In the nursing forum posts, how many units does the RN supervisor who works with psych patients oversee?

#### SOURCE DOCUMENT:
=== Section Start ===
Thanks guys,it is relieving to know that there are others in my shoes. Like u swtlilangel I am in charge of the unit and have to deal with crisis' that come up. Then we have turnover of aids all the time too. I have gone back to the gym so hoping that helps. We are buying a new home so that is added stress as I try to get this current home ready to sell so u can't just quit. I'm hanging in there!
swtlilngel
18 Posts
I am in the same position as you; however, I work 8 hrs shifts. I work with psych patients. I am the RN supervisor for 2 units. What makes it worst is that I work 3-11. I like that schedule; however, I have no resources. I work alone and when I have questions there is no one to go to. I end up trying to resolve it myself. Then, the next day the people above me calls me in cause I solved the problem wrong. It is too much responsibility cause I am alone. I have to hop from one nursing station to another and it is just too much. I have the same role as you... do assessments, deal with patients in crisis, do incident reports when patients fight, etc... I feel like giving up and I have only been working less than two months at that facility. My 2nd month is on March 20th. I am just waiting for an opening at a hospital where my mom works to open up so I can call it quits at my job place. It is very stressful. I wish I have another RN to co-charge with me. Also, I have lost interest in gyming as well. I use to love going to the gym, but now I use that time to prepare myself mentally to work the next day.
=== Section End ===
#### LISTED RECORDS:
=== Section Start ===
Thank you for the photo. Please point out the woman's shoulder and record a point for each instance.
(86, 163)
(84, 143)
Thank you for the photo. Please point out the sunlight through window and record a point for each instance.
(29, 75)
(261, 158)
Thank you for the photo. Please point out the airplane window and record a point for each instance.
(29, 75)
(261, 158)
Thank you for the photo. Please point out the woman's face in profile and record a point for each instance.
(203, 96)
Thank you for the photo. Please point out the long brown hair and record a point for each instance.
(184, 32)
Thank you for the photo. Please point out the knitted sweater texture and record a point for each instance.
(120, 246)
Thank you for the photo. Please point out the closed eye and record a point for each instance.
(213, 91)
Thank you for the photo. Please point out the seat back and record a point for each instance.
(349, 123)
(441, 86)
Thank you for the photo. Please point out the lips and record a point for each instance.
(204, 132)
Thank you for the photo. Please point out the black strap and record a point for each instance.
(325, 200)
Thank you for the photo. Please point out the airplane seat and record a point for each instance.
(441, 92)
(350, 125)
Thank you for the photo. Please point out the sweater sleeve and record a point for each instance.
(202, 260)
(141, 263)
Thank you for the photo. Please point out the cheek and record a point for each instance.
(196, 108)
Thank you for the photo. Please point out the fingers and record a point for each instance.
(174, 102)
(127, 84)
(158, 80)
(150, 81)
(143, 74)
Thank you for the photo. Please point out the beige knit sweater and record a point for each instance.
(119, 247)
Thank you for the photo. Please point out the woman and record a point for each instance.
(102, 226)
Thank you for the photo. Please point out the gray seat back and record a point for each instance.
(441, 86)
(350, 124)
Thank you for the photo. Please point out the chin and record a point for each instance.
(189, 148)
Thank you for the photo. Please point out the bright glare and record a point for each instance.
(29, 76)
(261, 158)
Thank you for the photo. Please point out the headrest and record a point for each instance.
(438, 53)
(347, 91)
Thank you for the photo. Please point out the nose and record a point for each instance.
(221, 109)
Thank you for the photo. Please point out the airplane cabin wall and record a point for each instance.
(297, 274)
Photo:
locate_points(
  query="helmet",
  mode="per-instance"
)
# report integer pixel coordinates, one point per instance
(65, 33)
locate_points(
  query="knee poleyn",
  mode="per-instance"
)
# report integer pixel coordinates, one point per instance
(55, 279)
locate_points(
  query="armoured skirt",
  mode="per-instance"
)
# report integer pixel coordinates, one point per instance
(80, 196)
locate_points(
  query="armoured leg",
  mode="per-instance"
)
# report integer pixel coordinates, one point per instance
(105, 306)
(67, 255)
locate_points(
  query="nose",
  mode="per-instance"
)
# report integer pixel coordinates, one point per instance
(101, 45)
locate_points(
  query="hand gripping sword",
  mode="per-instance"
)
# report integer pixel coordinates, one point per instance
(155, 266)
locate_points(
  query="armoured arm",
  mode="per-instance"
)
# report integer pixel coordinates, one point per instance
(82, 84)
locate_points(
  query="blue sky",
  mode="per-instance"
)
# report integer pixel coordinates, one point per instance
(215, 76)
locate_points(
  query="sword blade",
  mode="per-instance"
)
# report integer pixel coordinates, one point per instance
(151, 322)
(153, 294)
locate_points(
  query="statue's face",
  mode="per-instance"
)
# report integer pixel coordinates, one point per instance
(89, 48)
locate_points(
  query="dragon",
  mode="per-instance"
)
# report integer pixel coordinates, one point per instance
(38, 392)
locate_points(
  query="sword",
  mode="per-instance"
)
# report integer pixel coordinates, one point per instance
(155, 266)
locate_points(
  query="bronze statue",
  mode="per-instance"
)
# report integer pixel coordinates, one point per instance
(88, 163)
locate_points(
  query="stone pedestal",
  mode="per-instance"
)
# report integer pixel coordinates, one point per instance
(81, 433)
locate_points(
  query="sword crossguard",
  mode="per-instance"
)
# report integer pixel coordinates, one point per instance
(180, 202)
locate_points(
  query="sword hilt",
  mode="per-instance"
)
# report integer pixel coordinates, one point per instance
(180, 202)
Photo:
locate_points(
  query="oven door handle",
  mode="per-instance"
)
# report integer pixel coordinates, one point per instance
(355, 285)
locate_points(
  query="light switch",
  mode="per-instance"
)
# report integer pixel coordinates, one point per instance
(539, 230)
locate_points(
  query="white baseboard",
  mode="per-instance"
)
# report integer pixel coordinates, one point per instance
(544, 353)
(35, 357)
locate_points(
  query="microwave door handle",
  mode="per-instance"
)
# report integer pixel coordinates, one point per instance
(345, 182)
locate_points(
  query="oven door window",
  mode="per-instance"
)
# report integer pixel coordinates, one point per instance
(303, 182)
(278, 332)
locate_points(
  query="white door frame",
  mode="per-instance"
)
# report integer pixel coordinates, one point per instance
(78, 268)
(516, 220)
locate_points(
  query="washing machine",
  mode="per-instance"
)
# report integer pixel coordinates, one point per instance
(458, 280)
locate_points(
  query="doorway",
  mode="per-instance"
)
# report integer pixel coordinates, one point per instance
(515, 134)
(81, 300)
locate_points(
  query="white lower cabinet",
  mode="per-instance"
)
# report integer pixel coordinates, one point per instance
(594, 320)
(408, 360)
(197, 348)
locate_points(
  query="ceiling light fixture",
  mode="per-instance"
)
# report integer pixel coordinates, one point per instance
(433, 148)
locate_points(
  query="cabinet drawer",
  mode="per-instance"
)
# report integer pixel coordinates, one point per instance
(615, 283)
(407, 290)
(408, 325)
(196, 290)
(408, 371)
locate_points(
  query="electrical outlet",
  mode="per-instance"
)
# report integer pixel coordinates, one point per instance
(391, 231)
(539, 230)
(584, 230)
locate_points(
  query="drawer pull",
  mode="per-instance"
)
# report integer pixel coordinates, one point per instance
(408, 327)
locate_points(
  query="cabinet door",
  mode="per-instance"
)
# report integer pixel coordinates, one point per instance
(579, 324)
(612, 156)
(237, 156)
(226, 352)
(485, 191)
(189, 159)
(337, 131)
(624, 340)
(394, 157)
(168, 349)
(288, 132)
=== Section End ===
#### TASK ANSWER:
Two units.